(Beginning of Passage shown)
RKE Upgrade – Change

  • Take an etcd snapshot
    rke etcd snapshot-save --config cluster.yaml --name pre-k8s-upgrade-`date '+%Y%m%d%H%M%S'`
    
  • Change kubernetes_version in the cluster.yaml
    kubernetes_version: "1.19.7-rancher1-1"
    
  • If you have an air-gapped setup, please see Documentation

RKE Upgrade - Verify

  • Verify all nodes are Ready and at the new version
  • Verify all pods are Healthy
    kubectl get pods --all-namespaces -o wide | grep -v 'Running\|Completed’
    
    • All pods should be healthy; we're looking for Pods crashing or stuck.

RKE Upgrade – Backout

  • You can not downgrade Rancher; you must do an etcd restore
    rke etcd snapshot-restore --name pre-k8s-upgrade-..... --config ./cluster.yaml
    

Common issues

Missing cluster.yaml and cluster.rkestate

Setting up a lab environment

  • Build a standard RKE cluster Documentation
  • Delete cluster.rkestate
  • Delete kube_config_cluster.yml

Reproducing the issue

  • rke up
  • You should see rke generating new certificates (See example output below)
INFO[0004] [certificates] Generating CA kubernetes certificates
INFO[0005] [certificates] Generating Kubernetes API server aggregation layer requestheader client CA certificates
INFO[0005] [certificates] GenerateServingCertificate is disabled, checking if there are unused kubelet certificates
INFO[0005] [certificates] Generating Kubernetes API server certificates
INFO[0006] [certificates] Generating Service account token key
INFO[0006] [certificates] Generating Kube Controller certificates
INFO[0006] [certificates] Generating Kube Scheduler certificates
INFO[0006] [certificates] Generating Kube Proxy certificates
INFO[0007] [certificates] Generating Node certificate
INFO[0007] [certificates] Generating admin certificates and kubeconfig

Resolution

  • SSH to one of controlplane nodes
  • Run the script and follow the instructions given to get a kubeconfig file for the cluster.
(End of Passage shown)
(Beginning of Provided data)
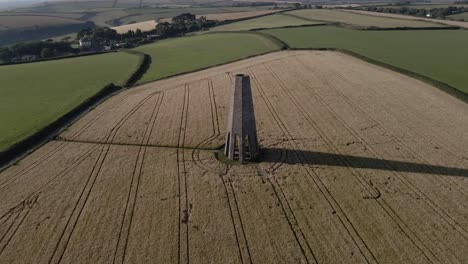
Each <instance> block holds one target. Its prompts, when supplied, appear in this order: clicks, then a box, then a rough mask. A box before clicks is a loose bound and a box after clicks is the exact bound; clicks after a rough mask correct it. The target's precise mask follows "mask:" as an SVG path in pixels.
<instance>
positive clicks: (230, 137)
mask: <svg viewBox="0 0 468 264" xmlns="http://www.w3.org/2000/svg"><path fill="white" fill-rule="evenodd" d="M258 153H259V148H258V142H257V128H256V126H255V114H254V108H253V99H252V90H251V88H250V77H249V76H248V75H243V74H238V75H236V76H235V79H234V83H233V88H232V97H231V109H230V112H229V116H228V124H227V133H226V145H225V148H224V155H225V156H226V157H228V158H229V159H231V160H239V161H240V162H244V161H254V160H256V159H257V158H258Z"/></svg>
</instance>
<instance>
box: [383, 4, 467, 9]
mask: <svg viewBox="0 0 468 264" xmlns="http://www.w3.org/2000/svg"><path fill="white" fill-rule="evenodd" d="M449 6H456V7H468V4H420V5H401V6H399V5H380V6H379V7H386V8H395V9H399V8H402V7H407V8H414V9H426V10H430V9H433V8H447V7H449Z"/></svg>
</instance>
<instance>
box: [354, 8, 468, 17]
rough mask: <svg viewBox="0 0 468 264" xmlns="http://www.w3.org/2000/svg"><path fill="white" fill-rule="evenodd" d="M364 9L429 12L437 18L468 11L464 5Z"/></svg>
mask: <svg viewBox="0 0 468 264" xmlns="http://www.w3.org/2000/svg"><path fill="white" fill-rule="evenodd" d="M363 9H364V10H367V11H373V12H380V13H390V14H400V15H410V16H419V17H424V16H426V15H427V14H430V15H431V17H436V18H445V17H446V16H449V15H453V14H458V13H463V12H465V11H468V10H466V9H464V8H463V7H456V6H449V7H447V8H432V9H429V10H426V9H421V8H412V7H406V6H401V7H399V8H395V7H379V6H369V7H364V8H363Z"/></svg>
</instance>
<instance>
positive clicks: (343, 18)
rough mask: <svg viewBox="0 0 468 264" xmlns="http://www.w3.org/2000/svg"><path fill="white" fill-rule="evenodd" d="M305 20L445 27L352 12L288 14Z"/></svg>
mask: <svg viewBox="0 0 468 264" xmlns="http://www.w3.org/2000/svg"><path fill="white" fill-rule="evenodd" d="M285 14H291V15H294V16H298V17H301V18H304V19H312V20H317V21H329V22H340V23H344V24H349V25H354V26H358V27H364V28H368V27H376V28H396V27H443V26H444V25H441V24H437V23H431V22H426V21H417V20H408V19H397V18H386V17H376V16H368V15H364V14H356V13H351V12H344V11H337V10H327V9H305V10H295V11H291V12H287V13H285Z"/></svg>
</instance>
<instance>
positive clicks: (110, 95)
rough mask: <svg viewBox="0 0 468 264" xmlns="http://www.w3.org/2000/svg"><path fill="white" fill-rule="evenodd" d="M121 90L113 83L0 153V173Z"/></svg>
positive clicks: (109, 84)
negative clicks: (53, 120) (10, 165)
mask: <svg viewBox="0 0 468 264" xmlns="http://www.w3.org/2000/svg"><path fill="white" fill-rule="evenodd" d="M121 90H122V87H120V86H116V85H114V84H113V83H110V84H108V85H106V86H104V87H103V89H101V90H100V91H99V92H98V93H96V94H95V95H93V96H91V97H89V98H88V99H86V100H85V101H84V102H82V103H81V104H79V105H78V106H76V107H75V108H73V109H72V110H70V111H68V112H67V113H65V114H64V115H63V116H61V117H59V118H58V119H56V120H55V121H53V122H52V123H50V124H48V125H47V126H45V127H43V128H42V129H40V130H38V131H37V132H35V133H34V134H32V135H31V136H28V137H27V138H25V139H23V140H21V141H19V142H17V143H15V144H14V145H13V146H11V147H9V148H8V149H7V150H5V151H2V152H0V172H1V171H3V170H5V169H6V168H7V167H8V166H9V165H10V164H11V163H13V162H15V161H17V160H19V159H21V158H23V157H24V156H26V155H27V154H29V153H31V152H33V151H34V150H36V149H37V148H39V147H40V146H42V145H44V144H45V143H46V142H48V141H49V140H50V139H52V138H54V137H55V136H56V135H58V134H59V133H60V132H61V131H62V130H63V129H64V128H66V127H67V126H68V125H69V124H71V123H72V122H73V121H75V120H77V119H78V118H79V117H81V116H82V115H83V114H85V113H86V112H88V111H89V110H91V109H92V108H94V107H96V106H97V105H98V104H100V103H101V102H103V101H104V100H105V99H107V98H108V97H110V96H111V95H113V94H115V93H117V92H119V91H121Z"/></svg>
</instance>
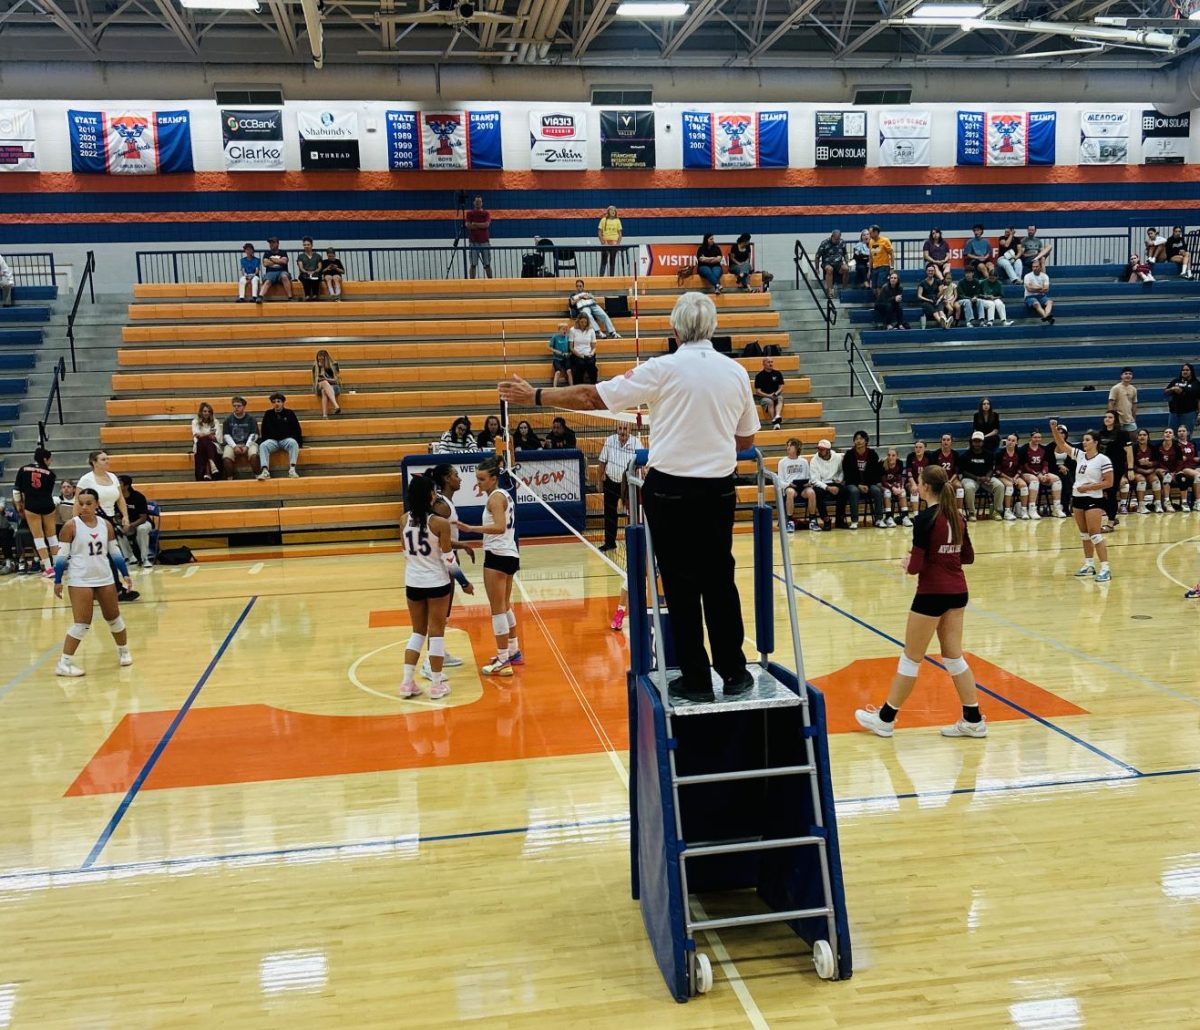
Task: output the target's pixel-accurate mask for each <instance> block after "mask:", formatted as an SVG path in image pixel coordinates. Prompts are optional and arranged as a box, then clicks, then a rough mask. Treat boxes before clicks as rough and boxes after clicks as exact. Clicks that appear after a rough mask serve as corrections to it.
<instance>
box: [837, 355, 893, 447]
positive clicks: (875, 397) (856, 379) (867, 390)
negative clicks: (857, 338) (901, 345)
(End of Provided data)
_Required tasks_
**A.** In the RKE upgrade notes, what value do they give for kubernetes_version in cluster.yaml?
**B.** Write what comes next in the RKE upgrade notes, starting after their final line.

_Task-by-task answers_
**A.** "1.19.7-rancher1-1"

**B.**
  • Run the script and follow the instructions given to get a cluster.yaml and cluster.rkestate file for the cluster.
  • Copy the files cluster.yml, cluster.rkestate, and kube_config_cluster.yml to a safe location.

Upgrading from an old Helm version

Setting up a lab environment

  • Build a standard RKE cluster Documentation
  • Setup helm2
    kubectl -n kube-system create serviceaccount tiller
    kubectl create clusterrolebinding tiller --clusterrole cluster-admin --serviceaccount=kube-system:tiller
    helm init --service-account tiller --wait
    helm repo add rancher-latest https://releases.rancher.com/server-charts/latest
    
    
  • Install Rancher using helm2
    helm install rancher-latest/rancher --name rancher \
    --namespace cattle-system \
    --set hostname=rancher.example.com \
    --set ingress.tls.source=secret \
    --version 2.3.10
    

Reproducing the issue

  • Setup helm3
    helm repo add rancher-latest https://releases.rancher.com/server-charts/latest
    helm repo update
    
  • Try to upgrade Rancher
    helm upgrade --install rancher rancher-latest/rancher \
    --namespace cattle-system \
    --set hostname=rancher.example.com \
    --set ingress.tls.source=secret \
    --version 2.5.5
    
  • Error message
    Release "rancher" does not exist. Installing it now.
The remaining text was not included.